• _Aim_: Put the entries below into a two-column CSV with the header entry_text,answer, one row per entry. Give each entry's text and its answer as separate quoted fields, with every line break replaced by a space.

Annotation records:

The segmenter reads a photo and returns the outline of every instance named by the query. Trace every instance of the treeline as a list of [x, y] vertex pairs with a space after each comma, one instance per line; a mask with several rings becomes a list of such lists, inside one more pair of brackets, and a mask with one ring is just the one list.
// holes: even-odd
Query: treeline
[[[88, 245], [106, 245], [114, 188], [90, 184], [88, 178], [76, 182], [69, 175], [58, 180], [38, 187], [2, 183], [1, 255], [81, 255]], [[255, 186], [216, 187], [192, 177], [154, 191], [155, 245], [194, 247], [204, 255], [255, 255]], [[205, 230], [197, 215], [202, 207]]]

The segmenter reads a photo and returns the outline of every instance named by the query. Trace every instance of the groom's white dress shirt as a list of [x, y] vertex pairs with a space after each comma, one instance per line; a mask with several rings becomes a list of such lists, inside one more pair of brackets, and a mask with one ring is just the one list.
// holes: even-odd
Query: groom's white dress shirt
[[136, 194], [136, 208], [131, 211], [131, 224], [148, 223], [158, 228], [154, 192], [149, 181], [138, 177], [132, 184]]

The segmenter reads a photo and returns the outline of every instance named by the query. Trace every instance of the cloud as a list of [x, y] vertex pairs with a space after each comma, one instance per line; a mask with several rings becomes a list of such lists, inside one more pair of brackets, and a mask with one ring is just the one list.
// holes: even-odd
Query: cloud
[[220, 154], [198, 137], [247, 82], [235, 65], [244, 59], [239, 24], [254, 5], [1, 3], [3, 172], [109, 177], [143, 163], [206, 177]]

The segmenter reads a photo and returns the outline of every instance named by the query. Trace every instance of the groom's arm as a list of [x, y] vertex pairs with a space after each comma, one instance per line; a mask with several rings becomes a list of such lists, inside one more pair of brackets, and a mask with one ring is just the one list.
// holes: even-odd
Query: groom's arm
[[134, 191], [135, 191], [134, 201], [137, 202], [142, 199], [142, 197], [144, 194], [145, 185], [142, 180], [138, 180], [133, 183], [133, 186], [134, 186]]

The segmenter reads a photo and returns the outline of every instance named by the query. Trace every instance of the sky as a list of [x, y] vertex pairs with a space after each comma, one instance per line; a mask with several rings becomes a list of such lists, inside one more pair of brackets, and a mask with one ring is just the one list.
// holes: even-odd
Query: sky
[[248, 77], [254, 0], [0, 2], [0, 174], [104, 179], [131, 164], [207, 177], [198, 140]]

• _Written answer_:
entry_text,answer
"The segmenter reads a photo and returns the outline of every instance named by the query. Trace every instance of the treeline as a list of [x, y] vertex pairs with a space after each comma, one instance per line; a mask with several rings becomes a list of such lists, inside one more pair of brackets, and a mask with one ring is just the one list. // holes: even-odd Query: treeline","[[[88, 245], [106, 245], [114, 188], [90, 184], [88, 178], [76, 182], [69, 175], [58, 180], [38, 187], [2, 183], [1, 255], [81, 255]], [[255, 186], [216, 187], [192, 177], [154, 191], [155, 245], [194, 247], [204, 255], [255, 255]], [[205, 230], [197, 215], [202, 207]]]"
"The segmenter reads a photo and returns the outline of every instance named by the query. Trace every instance of the groom's white dress shirt as a list of [x, y] vertex pairs with a space after each comma, one instance per line; a mask with several rings becomes a list of such lists, inside one more pair of brackets, and a mask with one ring is just the one list. // holes: even-odd Query: groom's white dress shirt","[[136, 194], [136, 208], [131, 211], [131, 224], [148, 223], [158, 228], [154, 192], [149, 181], [138, 177], [132, 184]]"
"The segmenter reads a photo and returns the outline of every instance named by the query. Trace every instance of the cloud as a list of [x, y] vertex pairs with a space after each comma, one instance per line; a mask with several rings becomes a list of such lists, inside one more pair of brackets, and a mask with one ring is just the one list. // holes: even-odd Query: cloud","[[220, 154], [198, 137], [247, 82], [235, 65], [244, 59], [239, 24], [254, 5], [1, 3], [3, 172], [109, 177], [143, 163], [206, 177]]"
"The segmenter reads a photo and returns the outline of every instance named by the query. Trace every instance of the groom's arm as a list of [x, y] vertex pairs with a space after each comma, one instance per line; a mask with several rings becomes a list of such lists, inside one more pair of brackets, and a mask with one ring is just the one list. // holes: even-odd Query: groom's arm","[[134, 191], [135, 191], [134, 201], [137, 202], [142, 199], [142, 197], [144, 194], [145, 185], [142, 180], [138, 180], [133, 183], [133, 186], [134, 186]]"
"The segmenter reads a photo and returns the outline of every instance named by the query. Trace every instance of the sky as a list of [x, y] vertex pairs with a space after each comma, one instance per line; a mask with several rings becomes a list of such lists, inside one more pair of brackets, and a mask with one ring is just the one list. // holes: even-odd Query: sky","[[248, 77], [254, 0], [0, 2], [0, 174], [104, 179], [131, 164], [207, 177], [198, 140]]"